[Stored records]

——

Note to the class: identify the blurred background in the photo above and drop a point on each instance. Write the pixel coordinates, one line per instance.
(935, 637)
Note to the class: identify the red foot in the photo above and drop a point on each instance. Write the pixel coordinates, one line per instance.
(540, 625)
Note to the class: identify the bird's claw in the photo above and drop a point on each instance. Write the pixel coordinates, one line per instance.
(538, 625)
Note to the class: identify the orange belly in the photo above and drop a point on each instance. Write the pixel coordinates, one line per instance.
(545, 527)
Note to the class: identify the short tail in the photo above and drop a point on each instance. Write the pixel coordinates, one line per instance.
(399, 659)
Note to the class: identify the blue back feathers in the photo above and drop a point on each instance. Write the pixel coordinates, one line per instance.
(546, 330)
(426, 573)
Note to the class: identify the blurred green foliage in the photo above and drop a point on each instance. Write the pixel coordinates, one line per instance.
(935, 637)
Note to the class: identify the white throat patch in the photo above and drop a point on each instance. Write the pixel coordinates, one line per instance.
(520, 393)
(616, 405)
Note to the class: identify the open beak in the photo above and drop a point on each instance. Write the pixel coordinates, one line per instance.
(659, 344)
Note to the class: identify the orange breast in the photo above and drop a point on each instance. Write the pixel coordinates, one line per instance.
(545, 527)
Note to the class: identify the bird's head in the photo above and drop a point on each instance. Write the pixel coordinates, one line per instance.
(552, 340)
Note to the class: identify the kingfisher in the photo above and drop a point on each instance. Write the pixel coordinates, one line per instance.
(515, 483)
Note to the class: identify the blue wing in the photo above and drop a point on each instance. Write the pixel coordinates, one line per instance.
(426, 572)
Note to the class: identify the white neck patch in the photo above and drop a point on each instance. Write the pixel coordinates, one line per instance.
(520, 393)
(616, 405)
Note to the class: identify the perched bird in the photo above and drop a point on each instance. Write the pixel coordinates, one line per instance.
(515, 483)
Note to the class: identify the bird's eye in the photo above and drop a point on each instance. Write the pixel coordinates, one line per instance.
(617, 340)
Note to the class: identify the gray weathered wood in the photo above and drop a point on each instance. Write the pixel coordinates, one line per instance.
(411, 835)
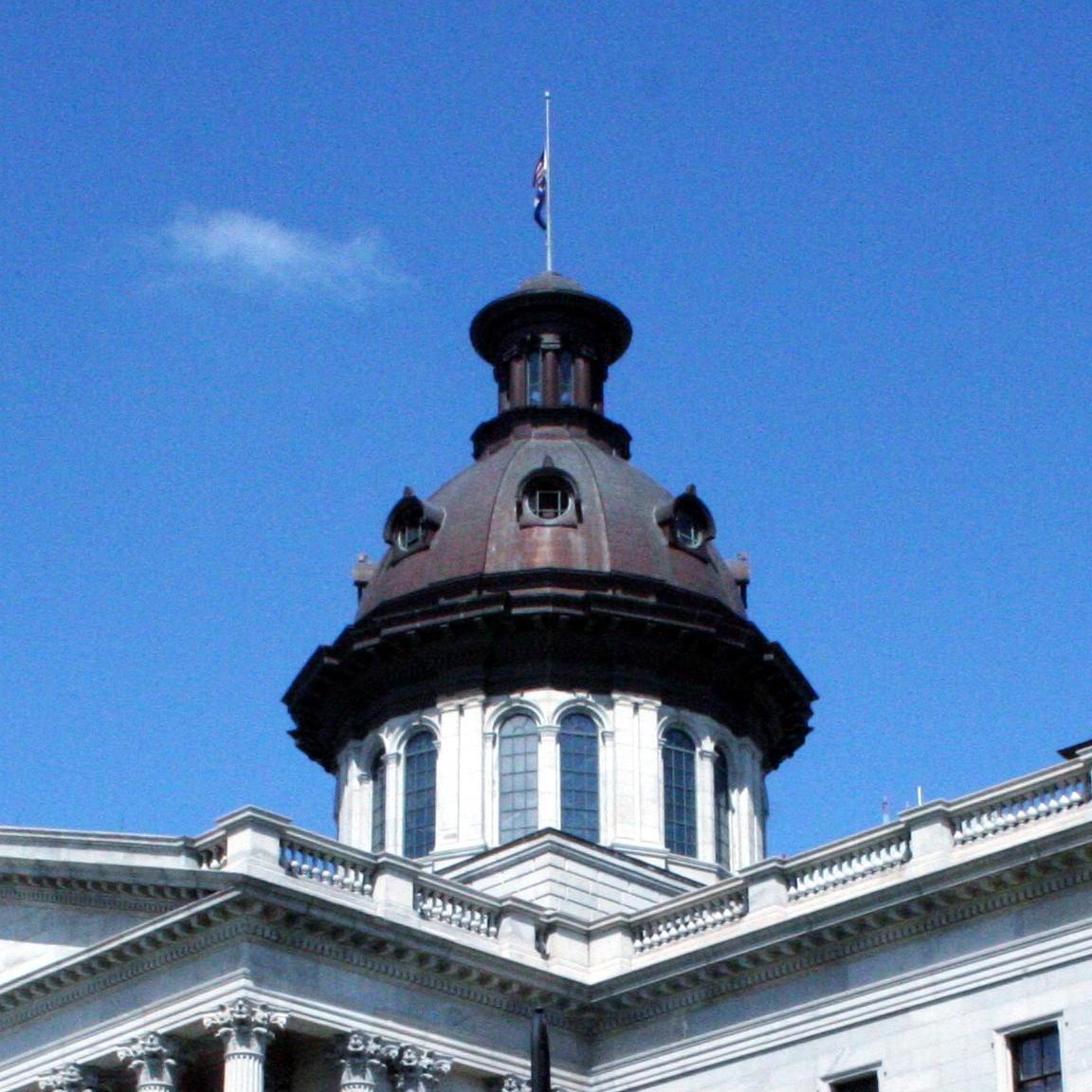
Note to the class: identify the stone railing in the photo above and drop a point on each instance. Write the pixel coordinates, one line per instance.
(1018, 804)
(436, 903)
(697, 915)
(210, 853)
(888, 849)
(337, 867)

——

What to produce:
Omit the pictures and please write out exactly the lines between the one containing "Note to the class: identify the blue wing" and the last line of the entries, both included.

Completed task:
Note to the class: identify the blue wing in the photo above and drop a point on each instance. Write the pixel coordinates, one line per instance.
(426, 572)
Note to the class: identify the white neck patch in the photo above and drop a point on each instance. Write the pixel coordinates, one line per instance.
(520, 393)
(616, 405)
Note to the class: identify the perched bird in the photo above and drop a point on each instance. Write the pixel coordinates, one line per instance.
(515, 483)
Note to the class: identify the bird's eye in the photo above and drop a point on each instance. Write the pixel coordinates, one line per instance.
(617, 340)
Note to the class: identify the gray weathered wood in the photo above and drop a point on each instance. Write the pixel coordinates, one line per instance.
(411, 835)
Note to the class: identify the stone railing in the photo above and drop a point on each instance. Write the pixel coordinates, one line per instance.
(1018, 804)
(436, 903)
(697, 915)
(210, 853)
(888, 849)
(337, 867)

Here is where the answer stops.